__Task__:
Rewrite the Medicaid managed care text between "10 Things to" and "determinants of health.", inclusive, swapping "brief" for "report".

__Text segment__:
--- --- ---

10 Things to Know about Medicaid Managed Care
Managed care plays a key role in the delivery of health care to Medicaid enrollees. This brief describes key themes related to the use of comprehensive, risk-based managed care in the Medicaid program and highlights data and trends related to MCO enrollment, service carve-ins, spending, MCO parent firms, and state and plan activity related to quality, value-based payments, and the social determinants of health.
1. Today, capitated managed care is the dominant way in which states deliver services to Medicaid enrollees.
States design and administer their own Medicaid programs within federal rules. States determine how they will deliver and pay for care for Medicaid beneficiaries. Nearly all states have some form of managed care in place – comprehensive risk-based managed care and/or primary care case management (PCCM) programs.1,2 As of July 2019, 40 states, including DC, contract with comprehensive, risk-based managed care plans to provide care to at least some of their Medicaid beneficiaries (Figure 1). Medicaid managed care organizations (MCOs) provide comprehensive acute care and in some cases long-term services and supports to Medicaid beneficiaries. MCOs accept a set per member per month payment for these services and are at financial risk for the Medicaid services specified in their contracts. States have pursued risk-based contracting with managed care plans for different purposes, seeking to increase budget predictability, constrain Medicaid spending, improve access to care and value, and meet other objectives. While the shift to MCOs has increased budget predictability for states, the evidence about the impact of managed care on access to care and costs is both limited and mixed.3
2. As of July 2017, over two-thirds (69%) of all Medicaid beneficiaries received their care through comprehensive risk-based MCOs.

--- --- ---

__Information supplied__:
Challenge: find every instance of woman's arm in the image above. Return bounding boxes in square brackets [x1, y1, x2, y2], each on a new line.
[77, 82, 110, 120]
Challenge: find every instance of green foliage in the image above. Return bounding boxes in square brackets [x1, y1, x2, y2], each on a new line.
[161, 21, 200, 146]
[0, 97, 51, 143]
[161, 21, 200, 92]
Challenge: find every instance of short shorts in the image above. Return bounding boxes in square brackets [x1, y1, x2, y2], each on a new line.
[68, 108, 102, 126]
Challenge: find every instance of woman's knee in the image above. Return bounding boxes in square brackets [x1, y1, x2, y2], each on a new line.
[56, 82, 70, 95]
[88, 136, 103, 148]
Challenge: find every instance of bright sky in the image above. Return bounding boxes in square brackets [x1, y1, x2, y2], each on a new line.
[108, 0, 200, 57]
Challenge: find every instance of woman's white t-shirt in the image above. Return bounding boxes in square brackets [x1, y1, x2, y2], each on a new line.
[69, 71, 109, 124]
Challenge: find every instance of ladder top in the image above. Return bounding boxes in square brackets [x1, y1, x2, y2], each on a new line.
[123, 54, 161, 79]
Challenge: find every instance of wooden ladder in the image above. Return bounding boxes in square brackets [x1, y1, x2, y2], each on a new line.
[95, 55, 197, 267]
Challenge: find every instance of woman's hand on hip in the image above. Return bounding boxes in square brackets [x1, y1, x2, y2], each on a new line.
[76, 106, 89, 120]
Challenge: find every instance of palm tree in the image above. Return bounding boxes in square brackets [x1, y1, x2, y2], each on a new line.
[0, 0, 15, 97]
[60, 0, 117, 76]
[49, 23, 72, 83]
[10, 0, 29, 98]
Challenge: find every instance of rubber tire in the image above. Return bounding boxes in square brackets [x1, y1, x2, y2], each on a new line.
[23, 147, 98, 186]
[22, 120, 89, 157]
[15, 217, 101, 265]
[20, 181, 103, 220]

--- --- ---

__The completed task__:
10 Things to Know about Medicaid Managed Care
Managed care plays a key role in the delivery of health care to Medicaid enrollees. This report describes key themes related to the use of comprehensive, risk-based managed care in the Medicaid program and highlights data and trends related to MCO enrollment, service carve-ins, spending, MCO parent firms, and state and plan activity related to quality, value-based payments, and the social determinants of health.